Testo estratto
☆ ☆ ☆ ☆ ☆ ☆ ☆
Ma nella relazione della Corte dei conti sull’Inps licenziata il 28 giugno è riportata una cifra molto diversa: 318 miliardi e 920 milioni, compreso ovviamente nel conto anche l’esborso per le prestazioni assistenziali. La differenza è, appunto 36 miliardi e mezzo. Così grande da costringerci a ripescare dalla memoria recente una storia raccontata a più riprese da Milano Finanza.

Tutto nasce da un passaggio di quella relazione della Corte dei conti, nella quale il magistrato delegato al controllo sull’Inps scrive una frase che fa fare un salto sulla sedia. Vale la pena riportarla ancora una volta per intero: «L’ultima verifica statistico-attuariale che, in base agli articoli 153 e 154 del regolamento di amministrazione e contabilità, compete con cadenza triennale al Coordinamento statistico attuariale, risale ormai al 2017; essa, pertanto, non comprende i mutamenti della legislazione di settore (solo nel 2019, Quota 100 e Rdc o, quanto al 2017 e 2018, le mancate riscossioni per effetto di misure di sanatoria), e non contempla gli effetti della pandemia, tutti aspetti che hanno determinato una ulteriore notevole divaricazione tra il dato reale e la previsione statistico attuariale». Cioè, le previsioni che è possibile fare rischiano di essere ottimistiche non conoscendo gli effetti di alcune importanti misure, visti gli importi piuttosto elevati ad esse collegate, decise dai governi precedenti. Quegli effetti ce li deve spiegare una proiezione che compete all’Inps, ovvero la famosa verifica statistico-attuariale da fare per legge ogni tre anni. Che però non c’è.
☆ ☆ ☆ ☆ ☆ ☆ ☆
Dati grezzi
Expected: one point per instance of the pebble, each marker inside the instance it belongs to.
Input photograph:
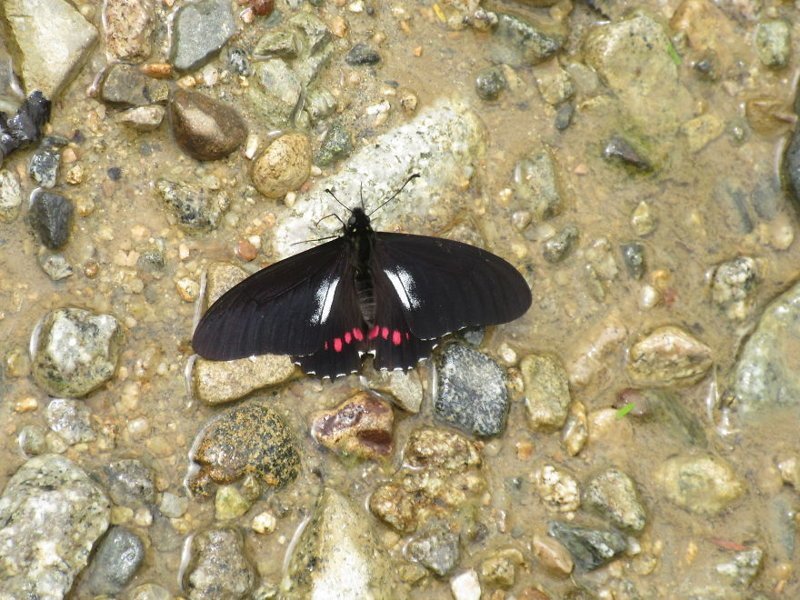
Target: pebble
☆ ☆ ☆ ☆ ☆ ☆ ☆
Consegna
Traduci in inglese questa frase del testo sulla relazione della Corte dei conti: «Quegli effetti ce li deve spiegare una proiezione che compete all’Inps, ovvero la famosa verifica statistico-attuariale da fare per legge ogni tre anni.» I dati non hanno alcun ruolo in questo esercizio.

Risultato
Those effects must be explained to us by a projection that falls to Inps, namely the well-known statistical-actuarial review that must by law be carried out every three years.